__ОТРЫВОК__.
Русская философия. Феноменология творения 40. Автор по-русски
Что-то задевало меня в "полифонии прочтений" Игоря Волгина и его "Игр в бисер"; задело и Долинское "тексты важнее авторов". Задевало и задело не лично, - что мне авторы?, а по какому-то внутреннему сопротивлению, которое я заметил в себе и начал осторожно прояснять в последних эссе. Если в этом прояснении слышится "благородное возмущение" неблагородными поступками, казалось бы, вполне интеллигентных лиц, то это, конечно, наводка. Объявлять смерть авторам так же благородно для меня, как ставить им памятники; впрочем, одновременно и так же неблагородно.
Дело вот в чём: в русской матрице. Почему игнорировать автора, элиминировать авторство, оставляя в качестве исходного феномена-предмета культуры некие тексты (романы, симфонии, картины и т.д.) не по-русски? не в духе русской культуры? "Не в духе", конечно, не в моральном отношении, а именно в матрично-культурном, в отношении русских форм жизни.
Русский дух требует именно автора, а не его произведение, как матрицу, форму, которая станет и становится формой жизни.

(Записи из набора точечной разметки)

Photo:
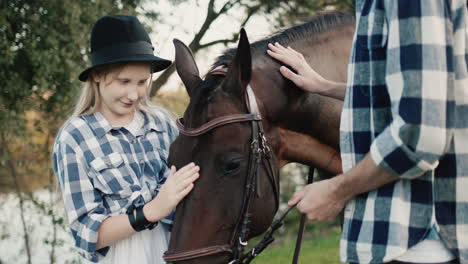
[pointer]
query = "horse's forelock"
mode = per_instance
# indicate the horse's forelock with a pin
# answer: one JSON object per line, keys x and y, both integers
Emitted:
{"x": 316, "y": 26}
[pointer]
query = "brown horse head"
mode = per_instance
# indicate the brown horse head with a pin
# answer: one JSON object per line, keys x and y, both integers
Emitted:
{"x": 214, "y": 219}
{"x": 216, "y": 208}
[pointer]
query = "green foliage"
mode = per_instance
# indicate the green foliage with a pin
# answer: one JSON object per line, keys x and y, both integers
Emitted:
{"x": 286, "y": 13}
{"x": 43, "y": 46}
{"x": 317, "y": 247}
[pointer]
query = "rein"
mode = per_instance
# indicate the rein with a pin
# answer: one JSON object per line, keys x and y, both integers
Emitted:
{"x": 260, "y": 151}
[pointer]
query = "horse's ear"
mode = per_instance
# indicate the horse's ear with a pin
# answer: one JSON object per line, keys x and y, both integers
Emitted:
{"x": 240, "y": 70}
{"x": 186, "y": 66}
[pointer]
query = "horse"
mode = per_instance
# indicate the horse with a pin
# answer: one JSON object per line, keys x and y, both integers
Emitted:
{"x": 243, "y": 122}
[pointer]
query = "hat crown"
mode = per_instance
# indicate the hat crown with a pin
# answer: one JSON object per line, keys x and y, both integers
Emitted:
{"x": 117, "y": 29}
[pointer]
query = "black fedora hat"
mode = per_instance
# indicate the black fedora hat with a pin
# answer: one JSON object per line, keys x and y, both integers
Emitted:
{"x": 121, "y": 38}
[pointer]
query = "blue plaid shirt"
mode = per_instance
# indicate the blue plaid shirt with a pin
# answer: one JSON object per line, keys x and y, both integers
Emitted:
{"x": 104, "y": 170}
{"x": 407, "y": 105}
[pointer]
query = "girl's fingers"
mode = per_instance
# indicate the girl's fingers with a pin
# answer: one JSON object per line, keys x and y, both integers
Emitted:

__ЗАДАНИЯ__.
[1] Перечислите все виды произведений, которые в эссе об авторстве приведены в скобках как примеры текстов.
[2] Перепишите из эссе об авторстве фрагмент между словами «Дело вот в чём: в» и «русских форм жизни.», включая их.
[3] Продолжите эссе об авторстве после его последнего предложения.

__ОТВЕТЫ__.
[1] романы, симфонии, картины

[2]
Дело вот в чём: в русской матрице. Почему игнорировать автора, элиминировать авторство, оставляя в качестве исходного феномена-предмета культуры некие тексты (романы, симфонии, картины и т.д.) не по-русски? не в духе русской культуры? "Не в духе", конечно, не в моральном отношении, а именно в матрично-культурном, в отношении русских форм жизни.

[3]
Причём, заметьте, станет просто формой жизни, а не формой жизни большинства, многих или нескольких. Вообще количество людей, тем или иным образом актуализирующих некую культурную форму или форму жизни, не имеет в русской матрице никакого значения или, по крайней мере, имеет значение второстепенное. То есть здесь сразу проявляются два момента: количественный и знаниевый; а именно: количество людей, действительно столкнувшихся с некой формой, в русской матрице всегда оказывается ничтожно мало при том, что сама форма распространяется в обществе вполне активно.
И для меня совершенно не странно, когда русские имеют собственное отношение к чему-то, о чём они не имеют ни малейшего представления! Все их споры, обсуждения, конфликты и пр., возникающие, казалось бы, из ничего, из воздуха, по поводу не виденного, не читанного, не слышанного, неким мистическим образом имеют под собой веские основания. Только не принимайте меня за идиота, полагающего, что осуждение "Доктора Живаго" организовано не известными силами, а некой стихией. Берите глубже, спуститесь туда, где уже нет никаких структурных сил, каким бы могущественными они вам ни казались и какими они действительно являлись или являются. Как бы ни были они могущественны, в жизни культурных форм их нет и не может быть, особенно в русской культуре.
Я не буду разворачивать размышление в некую последовательность, а просто поброжу по топосу рассматриваемой темы о роли авторства в русской жизни.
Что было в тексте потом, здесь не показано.